→ **TASK**
Each line from the one that contains "trouser with red" down to the last line of the material should be retyped exactly as it stands.

────

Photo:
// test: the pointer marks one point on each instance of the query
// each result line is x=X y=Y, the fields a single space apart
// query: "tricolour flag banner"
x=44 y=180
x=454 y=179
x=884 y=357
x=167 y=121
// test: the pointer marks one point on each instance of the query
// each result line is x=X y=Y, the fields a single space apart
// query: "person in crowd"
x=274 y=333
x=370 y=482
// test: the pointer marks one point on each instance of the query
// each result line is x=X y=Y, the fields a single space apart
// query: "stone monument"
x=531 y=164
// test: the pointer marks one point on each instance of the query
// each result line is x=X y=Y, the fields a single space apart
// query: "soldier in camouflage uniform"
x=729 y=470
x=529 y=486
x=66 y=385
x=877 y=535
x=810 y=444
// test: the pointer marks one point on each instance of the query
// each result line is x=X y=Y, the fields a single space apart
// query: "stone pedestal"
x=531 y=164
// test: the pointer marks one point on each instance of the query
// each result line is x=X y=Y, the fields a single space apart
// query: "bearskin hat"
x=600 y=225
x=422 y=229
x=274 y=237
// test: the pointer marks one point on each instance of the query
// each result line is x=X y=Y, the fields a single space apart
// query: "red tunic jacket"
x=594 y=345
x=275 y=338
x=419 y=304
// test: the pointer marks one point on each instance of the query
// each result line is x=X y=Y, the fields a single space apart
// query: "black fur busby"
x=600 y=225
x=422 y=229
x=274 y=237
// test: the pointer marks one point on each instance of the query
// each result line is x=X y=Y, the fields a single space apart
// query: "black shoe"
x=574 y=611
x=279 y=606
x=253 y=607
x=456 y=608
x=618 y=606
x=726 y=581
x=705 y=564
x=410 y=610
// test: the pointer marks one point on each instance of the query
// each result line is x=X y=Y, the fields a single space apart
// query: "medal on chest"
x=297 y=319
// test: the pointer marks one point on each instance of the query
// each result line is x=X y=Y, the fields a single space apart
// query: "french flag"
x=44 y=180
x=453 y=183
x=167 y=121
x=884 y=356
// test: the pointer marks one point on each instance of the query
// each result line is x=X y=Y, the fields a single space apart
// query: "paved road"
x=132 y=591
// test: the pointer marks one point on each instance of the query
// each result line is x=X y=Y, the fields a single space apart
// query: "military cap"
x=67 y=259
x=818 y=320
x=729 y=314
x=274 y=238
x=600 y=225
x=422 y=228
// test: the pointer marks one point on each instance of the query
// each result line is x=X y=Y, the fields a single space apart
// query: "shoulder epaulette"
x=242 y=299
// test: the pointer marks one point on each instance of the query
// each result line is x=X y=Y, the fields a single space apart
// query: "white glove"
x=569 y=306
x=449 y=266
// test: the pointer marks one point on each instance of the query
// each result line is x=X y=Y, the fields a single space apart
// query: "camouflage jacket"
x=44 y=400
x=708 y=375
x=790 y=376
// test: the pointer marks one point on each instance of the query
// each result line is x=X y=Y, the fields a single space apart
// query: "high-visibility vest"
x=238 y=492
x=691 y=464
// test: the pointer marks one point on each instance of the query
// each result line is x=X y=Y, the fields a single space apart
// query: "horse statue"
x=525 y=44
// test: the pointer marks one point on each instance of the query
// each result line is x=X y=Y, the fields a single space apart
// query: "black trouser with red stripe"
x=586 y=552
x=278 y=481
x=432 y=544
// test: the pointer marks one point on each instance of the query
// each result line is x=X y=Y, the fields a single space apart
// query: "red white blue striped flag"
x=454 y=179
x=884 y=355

────

→ **EXPECTED OUTPUT**
// query: "black trouser with red stripe"
x=586 y=552
x=278 y=481
x=432 y=544
// test: the pointer marks one point on each instance of the query
// each result line is x=X y=Y, the fields a single space apart
// query: "red white blue striped flag"
x=454 y=179
x=884 y=355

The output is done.